Pull out every line of the rows below that contains the word "driveway", matching case exactly.

Entries from a dataset
....
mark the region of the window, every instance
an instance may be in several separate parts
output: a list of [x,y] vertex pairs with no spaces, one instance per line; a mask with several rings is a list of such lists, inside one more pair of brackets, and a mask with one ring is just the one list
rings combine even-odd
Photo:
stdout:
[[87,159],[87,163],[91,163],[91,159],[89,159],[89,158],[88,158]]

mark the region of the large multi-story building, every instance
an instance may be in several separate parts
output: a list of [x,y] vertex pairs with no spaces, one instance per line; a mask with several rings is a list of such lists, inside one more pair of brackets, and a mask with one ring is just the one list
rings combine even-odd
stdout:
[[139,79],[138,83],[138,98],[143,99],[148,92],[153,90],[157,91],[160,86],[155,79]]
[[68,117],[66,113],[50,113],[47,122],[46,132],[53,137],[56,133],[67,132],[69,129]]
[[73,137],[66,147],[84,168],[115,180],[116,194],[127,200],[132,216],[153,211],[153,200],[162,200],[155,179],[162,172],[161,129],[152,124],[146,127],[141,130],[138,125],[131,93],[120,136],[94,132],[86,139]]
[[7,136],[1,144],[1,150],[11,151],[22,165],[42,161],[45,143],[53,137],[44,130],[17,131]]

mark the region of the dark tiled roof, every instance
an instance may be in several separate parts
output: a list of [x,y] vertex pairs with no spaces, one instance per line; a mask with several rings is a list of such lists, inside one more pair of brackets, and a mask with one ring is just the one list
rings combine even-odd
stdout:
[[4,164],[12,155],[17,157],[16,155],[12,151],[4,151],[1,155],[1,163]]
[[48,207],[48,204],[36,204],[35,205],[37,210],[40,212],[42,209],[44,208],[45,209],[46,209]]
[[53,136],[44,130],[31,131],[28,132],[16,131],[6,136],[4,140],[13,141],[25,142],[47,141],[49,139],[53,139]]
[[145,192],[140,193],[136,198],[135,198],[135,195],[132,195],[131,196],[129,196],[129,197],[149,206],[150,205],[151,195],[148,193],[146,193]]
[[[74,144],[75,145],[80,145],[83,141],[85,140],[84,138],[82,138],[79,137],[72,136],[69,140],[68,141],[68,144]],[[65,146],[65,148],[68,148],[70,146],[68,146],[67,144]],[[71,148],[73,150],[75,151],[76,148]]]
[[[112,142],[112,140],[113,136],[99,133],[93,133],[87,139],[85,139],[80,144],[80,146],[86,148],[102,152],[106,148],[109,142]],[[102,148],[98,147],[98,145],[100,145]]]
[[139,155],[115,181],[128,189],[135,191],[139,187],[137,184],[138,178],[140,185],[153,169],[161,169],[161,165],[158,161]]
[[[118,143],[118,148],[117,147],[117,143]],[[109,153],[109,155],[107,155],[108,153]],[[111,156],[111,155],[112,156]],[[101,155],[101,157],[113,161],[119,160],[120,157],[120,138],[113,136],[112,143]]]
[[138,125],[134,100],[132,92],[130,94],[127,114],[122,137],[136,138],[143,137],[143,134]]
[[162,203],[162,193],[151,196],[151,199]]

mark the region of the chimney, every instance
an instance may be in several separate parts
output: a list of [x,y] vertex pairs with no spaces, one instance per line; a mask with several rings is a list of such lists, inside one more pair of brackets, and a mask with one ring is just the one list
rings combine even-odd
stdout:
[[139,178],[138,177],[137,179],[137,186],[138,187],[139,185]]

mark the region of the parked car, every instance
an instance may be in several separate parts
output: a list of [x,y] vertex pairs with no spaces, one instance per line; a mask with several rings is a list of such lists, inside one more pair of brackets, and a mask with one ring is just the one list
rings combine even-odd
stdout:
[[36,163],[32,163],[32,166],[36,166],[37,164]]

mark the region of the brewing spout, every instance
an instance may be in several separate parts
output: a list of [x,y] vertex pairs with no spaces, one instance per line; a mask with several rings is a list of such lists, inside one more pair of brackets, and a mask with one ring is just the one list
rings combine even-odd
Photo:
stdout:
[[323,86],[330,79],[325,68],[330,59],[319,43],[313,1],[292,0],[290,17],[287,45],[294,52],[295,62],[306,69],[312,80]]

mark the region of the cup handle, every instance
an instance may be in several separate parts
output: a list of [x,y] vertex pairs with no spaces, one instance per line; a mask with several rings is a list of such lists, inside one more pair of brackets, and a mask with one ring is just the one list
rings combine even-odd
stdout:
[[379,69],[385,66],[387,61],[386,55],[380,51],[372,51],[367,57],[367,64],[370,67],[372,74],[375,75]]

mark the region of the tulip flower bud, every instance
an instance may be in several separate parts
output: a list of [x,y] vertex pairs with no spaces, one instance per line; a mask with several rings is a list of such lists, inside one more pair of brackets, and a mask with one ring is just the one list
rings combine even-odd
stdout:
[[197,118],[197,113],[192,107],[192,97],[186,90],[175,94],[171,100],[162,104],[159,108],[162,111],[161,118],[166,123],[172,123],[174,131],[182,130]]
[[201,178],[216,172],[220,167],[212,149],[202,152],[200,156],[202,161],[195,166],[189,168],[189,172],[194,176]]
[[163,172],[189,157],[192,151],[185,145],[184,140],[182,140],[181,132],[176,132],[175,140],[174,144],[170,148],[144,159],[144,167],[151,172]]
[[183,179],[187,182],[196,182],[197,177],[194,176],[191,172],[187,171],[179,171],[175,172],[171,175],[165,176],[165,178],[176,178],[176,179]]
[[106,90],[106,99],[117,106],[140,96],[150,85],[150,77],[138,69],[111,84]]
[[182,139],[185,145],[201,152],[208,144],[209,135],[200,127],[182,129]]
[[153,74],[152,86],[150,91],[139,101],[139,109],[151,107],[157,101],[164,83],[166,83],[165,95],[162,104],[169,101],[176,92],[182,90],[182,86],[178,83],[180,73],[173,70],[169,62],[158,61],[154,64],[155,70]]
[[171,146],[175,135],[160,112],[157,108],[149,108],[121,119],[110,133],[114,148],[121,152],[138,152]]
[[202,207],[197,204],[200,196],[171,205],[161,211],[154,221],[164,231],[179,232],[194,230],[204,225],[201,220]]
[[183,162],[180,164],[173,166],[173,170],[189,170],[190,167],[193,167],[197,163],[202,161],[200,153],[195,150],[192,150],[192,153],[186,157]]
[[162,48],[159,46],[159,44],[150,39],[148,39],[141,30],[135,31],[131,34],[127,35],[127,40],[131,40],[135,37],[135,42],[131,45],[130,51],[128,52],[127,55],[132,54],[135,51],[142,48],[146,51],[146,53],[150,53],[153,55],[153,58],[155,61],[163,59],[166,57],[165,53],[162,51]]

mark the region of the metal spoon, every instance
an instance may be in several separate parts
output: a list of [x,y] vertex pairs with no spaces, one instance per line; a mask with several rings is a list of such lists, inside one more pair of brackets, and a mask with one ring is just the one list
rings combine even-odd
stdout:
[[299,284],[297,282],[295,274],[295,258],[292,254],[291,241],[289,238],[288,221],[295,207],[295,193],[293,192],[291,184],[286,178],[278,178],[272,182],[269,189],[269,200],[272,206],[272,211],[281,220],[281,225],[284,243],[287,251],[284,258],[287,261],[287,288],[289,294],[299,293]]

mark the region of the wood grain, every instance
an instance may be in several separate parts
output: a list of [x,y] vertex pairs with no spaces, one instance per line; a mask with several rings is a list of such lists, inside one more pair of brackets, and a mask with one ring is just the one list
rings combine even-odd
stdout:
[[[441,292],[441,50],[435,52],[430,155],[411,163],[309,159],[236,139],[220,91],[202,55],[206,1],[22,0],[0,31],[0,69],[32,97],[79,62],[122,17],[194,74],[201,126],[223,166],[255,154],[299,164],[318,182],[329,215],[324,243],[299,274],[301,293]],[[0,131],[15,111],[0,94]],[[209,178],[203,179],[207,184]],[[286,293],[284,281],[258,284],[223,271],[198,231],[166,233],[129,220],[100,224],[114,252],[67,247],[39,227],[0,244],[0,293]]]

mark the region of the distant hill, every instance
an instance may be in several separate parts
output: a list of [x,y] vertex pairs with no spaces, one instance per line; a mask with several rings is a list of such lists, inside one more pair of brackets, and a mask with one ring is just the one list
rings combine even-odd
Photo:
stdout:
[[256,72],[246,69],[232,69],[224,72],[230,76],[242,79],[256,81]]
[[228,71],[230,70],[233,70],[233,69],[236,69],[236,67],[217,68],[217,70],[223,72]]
....
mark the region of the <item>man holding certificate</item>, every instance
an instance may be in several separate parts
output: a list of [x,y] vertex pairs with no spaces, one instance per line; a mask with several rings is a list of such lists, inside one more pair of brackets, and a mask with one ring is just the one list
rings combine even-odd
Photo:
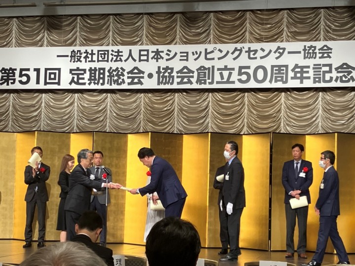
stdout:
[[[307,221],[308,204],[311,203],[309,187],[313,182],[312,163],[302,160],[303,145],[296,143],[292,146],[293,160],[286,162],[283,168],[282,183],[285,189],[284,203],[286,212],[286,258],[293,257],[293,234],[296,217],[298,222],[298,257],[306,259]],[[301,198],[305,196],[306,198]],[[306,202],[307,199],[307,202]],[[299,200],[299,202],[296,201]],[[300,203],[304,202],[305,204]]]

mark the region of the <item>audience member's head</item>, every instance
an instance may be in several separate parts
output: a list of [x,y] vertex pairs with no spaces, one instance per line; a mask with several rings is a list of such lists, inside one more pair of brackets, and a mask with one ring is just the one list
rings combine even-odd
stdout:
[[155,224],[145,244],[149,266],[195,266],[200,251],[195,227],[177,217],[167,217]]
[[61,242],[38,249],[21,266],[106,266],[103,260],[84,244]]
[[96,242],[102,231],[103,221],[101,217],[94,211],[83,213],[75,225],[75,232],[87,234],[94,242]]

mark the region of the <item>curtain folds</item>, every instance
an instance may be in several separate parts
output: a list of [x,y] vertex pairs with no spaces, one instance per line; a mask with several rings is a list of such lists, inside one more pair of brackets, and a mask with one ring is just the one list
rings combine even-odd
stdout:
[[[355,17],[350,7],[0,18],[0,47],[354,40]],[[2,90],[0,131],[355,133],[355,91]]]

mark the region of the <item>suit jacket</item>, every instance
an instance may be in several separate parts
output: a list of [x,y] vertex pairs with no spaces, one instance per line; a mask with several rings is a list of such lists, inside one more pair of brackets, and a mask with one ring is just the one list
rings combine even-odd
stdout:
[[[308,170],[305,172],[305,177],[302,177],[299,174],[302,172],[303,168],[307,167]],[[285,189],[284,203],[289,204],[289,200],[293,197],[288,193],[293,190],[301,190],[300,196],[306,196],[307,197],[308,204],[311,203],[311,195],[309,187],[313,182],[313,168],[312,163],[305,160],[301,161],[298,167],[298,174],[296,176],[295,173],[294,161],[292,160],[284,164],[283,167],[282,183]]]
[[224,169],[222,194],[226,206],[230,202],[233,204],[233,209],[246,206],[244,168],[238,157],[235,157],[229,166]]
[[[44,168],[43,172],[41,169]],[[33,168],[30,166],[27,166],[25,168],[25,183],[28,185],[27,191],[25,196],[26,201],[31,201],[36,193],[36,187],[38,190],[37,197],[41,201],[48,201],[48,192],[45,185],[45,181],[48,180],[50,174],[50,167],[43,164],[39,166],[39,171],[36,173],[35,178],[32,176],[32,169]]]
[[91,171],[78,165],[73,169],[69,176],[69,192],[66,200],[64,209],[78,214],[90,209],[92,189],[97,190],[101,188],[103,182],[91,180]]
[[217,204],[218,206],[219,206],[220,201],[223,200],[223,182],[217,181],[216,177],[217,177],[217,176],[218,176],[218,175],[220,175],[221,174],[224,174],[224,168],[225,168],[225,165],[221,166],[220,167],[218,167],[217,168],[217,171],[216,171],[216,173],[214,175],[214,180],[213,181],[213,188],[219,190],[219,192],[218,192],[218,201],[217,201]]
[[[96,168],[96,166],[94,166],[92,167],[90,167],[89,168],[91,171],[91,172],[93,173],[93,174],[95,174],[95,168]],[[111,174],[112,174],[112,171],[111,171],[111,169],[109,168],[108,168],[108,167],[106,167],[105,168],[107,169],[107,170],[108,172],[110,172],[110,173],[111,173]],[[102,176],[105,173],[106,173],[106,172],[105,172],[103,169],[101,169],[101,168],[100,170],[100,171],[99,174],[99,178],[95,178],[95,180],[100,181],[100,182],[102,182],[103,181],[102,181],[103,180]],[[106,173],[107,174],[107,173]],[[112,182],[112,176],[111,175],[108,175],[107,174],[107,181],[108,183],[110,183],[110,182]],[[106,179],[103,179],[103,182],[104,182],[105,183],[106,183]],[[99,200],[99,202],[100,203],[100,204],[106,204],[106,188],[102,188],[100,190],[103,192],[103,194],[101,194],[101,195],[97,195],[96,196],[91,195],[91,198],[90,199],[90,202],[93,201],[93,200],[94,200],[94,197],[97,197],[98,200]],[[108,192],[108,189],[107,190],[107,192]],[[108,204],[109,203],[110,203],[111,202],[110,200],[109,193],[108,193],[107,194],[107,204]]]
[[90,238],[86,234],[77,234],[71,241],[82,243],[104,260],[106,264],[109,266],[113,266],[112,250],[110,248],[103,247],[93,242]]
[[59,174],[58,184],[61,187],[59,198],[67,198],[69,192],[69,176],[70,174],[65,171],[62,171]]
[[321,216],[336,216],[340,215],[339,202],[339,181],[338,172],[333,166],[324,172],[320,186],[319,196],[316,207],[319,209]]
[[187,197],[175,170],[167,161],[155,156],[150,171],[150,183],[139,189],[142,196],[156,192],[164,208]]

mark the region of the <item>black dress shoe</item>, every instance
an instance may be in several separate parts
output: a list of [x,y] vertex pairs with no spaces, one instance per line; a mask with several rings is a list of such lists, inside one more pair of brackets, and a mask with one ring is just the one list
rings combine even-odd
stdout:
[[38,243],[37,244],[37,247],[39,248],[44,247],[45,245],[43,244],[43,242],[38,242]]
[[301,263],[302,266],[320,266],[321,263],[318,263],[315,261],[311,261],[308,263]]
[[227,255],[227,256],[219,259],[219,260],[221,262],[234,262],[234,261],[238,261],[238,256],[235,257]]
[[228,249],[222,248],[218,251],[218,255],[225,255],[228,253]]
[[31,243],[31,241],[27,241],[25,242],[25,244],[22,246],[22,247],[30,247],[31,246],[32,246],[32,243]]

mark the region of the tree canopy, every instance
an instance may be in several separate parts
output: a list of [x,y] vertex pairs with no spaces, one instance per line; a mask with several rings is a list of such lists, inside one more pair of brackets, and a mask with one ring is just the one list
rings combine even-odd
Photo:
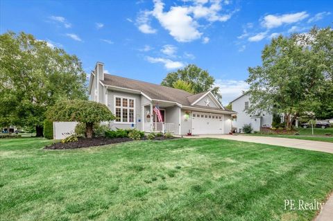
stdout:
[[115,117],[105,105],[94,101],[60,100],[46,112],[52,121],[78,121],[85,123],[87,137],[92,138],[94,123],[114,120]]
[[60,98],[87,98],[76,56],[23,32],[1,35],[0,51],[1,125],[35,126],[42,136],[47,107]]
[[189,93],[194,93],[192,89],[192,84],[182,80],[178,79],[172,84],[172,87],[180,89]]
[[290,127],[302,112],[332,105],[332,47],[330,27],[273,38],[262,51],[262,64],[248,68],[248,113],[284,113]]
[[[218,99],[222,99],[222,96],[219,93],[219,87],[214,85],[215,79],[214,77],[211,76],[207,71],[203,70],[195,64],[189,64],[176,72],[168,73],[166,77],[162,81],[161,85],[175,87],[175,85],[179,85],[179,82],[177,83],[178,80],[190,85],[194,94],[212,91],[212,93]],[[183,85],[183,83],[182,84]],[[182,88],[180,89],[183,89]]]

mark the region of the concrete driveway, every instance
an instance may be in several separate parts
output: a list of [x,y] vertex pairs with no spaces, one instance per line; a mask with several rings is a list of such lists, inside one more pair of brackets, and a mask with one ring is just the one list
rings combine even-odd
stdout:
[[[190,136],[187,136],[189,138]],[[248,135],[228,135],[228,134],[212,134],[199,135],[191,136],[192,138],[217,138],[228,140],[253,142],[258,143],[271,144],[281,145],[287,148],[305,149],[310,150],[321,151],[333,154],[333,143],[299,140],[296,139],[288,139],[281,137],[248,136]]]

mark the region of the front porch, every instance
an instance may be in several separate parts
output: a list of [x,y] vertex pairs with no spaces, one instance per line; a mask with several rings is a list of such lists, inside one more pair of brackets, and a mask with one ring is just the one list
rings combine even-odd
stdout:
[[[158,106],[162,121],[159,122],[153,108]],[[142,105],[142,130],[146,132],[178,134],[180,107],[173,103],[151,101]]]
....
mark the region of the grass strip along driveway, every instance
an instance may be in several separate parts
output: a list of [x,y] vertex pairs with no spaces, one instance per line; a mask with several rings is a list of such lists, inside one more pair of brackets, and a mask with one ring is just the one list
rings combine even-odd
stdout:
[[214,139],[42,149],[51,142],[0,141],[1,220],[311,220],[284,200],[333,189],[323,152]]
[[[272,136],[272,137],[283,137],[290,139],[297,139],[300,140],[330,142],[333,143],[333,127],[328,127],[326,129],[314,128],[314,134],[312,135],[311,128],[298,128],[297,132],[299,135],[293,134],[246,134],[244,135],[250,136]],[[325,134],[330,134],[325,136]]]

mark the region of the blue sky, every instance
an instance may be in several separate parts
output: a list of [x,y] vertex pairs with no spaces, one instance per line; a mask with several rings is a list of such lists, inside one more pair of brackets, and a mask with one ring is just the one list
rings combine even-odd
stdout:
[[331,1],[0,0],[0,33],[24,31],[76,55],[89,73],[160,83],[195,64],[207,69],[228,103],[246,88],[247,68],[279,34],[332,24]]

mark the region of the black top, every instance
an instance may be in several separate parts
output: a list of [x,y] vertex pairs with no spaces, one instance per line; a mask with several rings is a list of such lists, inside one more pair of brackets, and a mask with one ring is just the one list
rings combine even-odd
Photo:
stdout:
....
Worked answer
mark the region of the concrete driveway, every instance
mark the region of the grass strip along driveway, every instance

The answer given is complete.